**Short task A**
List every U.S. state and every country named in the travel account below, each one once.

We take a bus from Portland, Oregon to Warrenton and start walking. It is a dark day and it beings to rain. After about 6 miles, we stick out our thumb and a nice gentleman gives us a ride to the campground. People are incredibly friendly here.
We find out where the hiker/biker area is. But before we set up our tent we need to make our way 4 miles north to the northernmost point of the Oregon coast. A young woman at the campground registration offers to give us a ride. We accept with gratitude.
The sky is filled with clouds in varying shades of grey on a light grey background. The sea is grey. The sand is the same color. We are in a monotone world. It is low tide. Because the difference between high and low tide is so extreme, the beach is a wide open expanse. There is an outcropping of rocks in the ocean, and grassy dunes in the distance.
We walk 4 miles along the beach back to the campground.
I have been to beaches like this before in California and Denmark. What I can remember is that they are cold and windy. I usually stay an hour or two and then leave to get something warm to drink.
But it is different this time. This is my home for the next five weeks.
Wexler, my 12 year old son, and I are walking the Oregon Coast Trail (OCT); a 400+ mile trail from the northernmost coast (Fort Stevens) to the southernmost point (Brookings).
This is not a particularly comfortable environment for me. I do not understand it. Give me a warm beach and I know what to do. Get in the water. That is my thing. I love swimming in natural bodies of water. Not here. Too cold. Too windy.
Give me a desert and I know how to navigate, where to sleep. Here it is a bit trickier. Especially because we are on foot and the Oregon regulations for camping are so limited. It means we need to walk greater distances to get to a place to camp.
Yesterday we woke up at 6am, packed down the tent, and were on the beach walking by 6:30am. We needed to catch low tide to make it past three large rock outcroppings.

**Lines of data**
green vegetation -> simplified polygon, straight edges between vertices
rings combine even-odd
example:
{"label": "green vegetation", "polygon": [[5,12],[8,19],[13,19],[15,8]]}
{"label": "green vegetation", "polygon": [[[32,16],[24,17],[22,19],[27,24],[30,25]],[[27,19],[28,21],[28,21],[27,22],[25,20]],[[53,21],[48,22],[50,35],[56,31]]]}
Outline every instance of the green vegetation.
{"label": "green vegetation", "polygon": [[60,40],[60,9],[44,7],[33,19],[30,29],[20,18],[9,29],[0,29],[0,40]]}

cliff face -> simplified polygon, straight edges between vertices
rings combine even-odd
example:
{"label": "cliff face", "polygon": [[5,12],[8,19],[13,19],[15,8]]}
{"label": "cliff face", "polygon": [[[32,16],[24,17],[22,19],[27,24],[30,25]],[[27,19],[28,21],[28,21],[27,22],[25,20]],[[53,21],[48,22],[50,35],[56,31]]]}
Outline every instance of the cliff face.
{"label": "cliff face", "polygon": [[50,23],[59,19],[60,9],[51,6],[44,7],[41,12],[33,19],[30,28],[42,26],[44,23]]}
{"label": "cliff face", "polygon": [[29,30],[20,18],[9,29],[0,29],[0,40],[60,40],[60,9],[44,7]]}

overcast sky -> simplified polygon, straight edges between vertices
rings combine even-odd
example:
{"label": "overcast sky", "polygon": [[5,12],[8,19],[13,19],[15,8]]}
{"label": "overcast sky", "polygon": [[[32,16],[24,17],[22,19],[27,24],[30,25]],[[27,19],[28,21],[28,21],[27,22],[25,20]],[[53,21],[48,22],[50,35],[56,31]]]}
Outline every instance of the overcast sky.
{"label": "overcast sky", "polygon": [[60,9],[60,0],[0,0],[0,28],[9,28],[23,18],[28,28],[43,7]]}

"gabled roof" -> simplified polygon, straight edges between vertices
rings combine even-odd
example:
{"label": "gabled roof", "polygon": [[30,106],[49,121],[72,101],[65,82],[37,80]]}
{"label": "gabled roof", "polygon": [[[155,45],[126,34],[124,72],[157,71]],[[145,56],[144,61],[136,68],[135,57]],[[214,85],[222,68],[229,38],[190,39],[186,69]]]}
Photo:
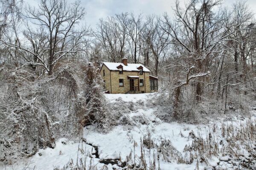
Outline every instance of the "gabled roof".
{"label": "gabled roof", "polygon": [[138,68],[140,67],[142,67],[143,71],[150,72],[149,70],[140,64],[128,63],[127,65],[125,65],[123,63],[120,62],[104,62],[103,64],[106,65],[106,67],[107,67],[110,70],[114,71],[119,71],[119,69],[117,68],[117,67],[121,65],[123,66],[123,71],[140,71],[140,69],[138,69]]}

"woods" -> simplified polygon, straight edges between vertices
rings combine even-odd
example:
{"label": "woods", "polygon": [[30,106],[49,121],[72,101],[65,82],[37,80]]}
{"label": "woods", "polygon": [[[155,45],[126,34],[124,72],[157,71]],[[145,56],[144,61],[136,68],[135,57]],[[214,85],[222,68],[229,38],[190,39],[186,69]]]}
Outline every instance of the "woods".
{"label": "woods", "polygon": [[223,3],[177,0],[173,16],[124,12],[93,27],[79,1],[0,0],[0,161],[80,138],[89,125],[101,133],[117,125],[103,62],[127,58],[150,68],[160,89],[151,104],[166,122],[248,113],[256,100],[255,14],[245,1]]}

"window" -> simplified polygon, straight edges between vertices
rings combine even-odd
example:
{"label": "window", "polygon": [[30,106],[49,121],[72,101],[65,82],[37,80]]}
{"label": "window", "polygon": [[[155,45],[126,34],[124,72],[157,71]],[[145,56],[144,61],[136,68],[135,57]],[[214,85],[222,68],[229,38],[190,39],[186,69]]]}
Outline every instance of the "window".
{"label": "window", "polygon": [[122,68],[119,68],[119,74],[122,74]]}
{"label": "window", "polygon": [[140,69],[140,75],[143,75],[143,71],[142,69]]}
{"label": "window", "polygon": [[144,85],[144,81],[143,79],[140,79],[140,86],[143,86]]}
{"label": "window", "polygon": [[124,79],[119,79],[119,86],[124,86]]}
{"label": "window", "polygon": [[150,90],[158,90],[157,80],[150,80]]}

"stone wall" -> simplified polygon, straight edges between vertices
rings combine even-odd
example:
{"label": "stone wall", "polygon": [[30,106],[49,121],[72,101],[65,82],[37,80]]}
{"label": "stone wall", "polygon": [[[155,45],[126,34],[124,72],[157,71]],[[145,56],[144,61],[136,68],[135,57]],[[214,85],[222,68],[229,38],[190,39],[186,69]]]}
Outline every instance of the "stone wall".
{"label": "stone wall", "polygon": [[[111,71],[112,93],[125,93],[130,91],[130,79],[128,79],[128,76],[137,76],[139,79],[144,80],[144,85],[140,86],[140,80],[138,79],[134,79],[134,86],[140,87],[140,92],[144,91],[144,93],[150,92],[150,84],[149,82],[149,73],[143,72],[143,75],[140,75],[139,72],[123,71],[122,74],[119,74],[119,71]],[[119,86],[119,79],[123,79],[123,86]]]}
{"label": "stone wall", "polygon": [[[105,71],[105,76],[103,76],[103,71]],[[134,86],[140,87],[140,92],[144,93],[150,92],[150,82],[149,81],[149,73],[144,72],[143,75],[140,75],[139,72],[123,71],[122,74],[119,74],[119,71],[110,71],[103,65],[100,71],[100,74],[102,79],[105,81],[106,91],[109,91],[111,94],[124,94],[130,91],[130,79],[128,76],[137,76],[139,79],[134,79]],[[119,86],[119,79],[123,79],[123,86]],[[140,79],[143,79],[144,85],[140,86]]]}

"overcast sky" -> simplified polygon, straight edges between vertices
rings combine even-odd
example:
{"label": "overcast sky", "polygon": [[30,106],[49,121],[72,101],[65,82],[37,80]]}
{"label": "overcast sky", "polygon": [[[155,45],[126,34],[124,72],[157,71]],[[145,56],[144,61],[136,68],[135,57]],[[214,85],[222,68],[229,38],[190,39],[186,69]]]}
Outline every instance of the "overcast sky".
{"label": "overcast sky", "polygon": [[[181,4],[184,1],[181,0]],[[131,11],[135,14],[143,13],[144,15],[151,14],[161,15],[165,12],[170,15],[173,13],[172,7],[175,0],[81,0],[81,5],[86,11],[85,21],[88,25],[95,27],[100,18],[105,18],[115,14]],[[26,0],[29,4],[36,5],[38,0]],[[68,0],[68,2],[73,1]],[[231,7],[234,0],[224,0],[224,6]],[[256,0],[247,0],[250,8],[256,12]]]}

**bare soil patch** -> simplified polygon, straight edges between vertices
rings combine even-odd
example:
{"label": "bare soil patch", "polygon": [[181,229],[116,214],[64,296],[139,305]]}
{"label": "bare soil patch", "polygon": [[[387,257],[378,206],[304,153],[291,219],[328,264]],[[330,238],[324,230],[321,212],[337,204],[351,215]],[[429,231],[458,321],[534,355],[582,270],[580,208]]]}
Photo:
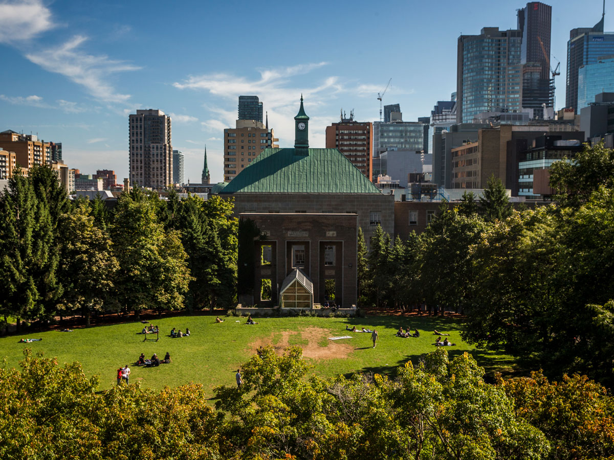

**Short task B**
How many lines of the entries contain the word "between"? Case counts. Give only the number.

**Task output A**
Oregon, California, Denmark

**Task output B**
9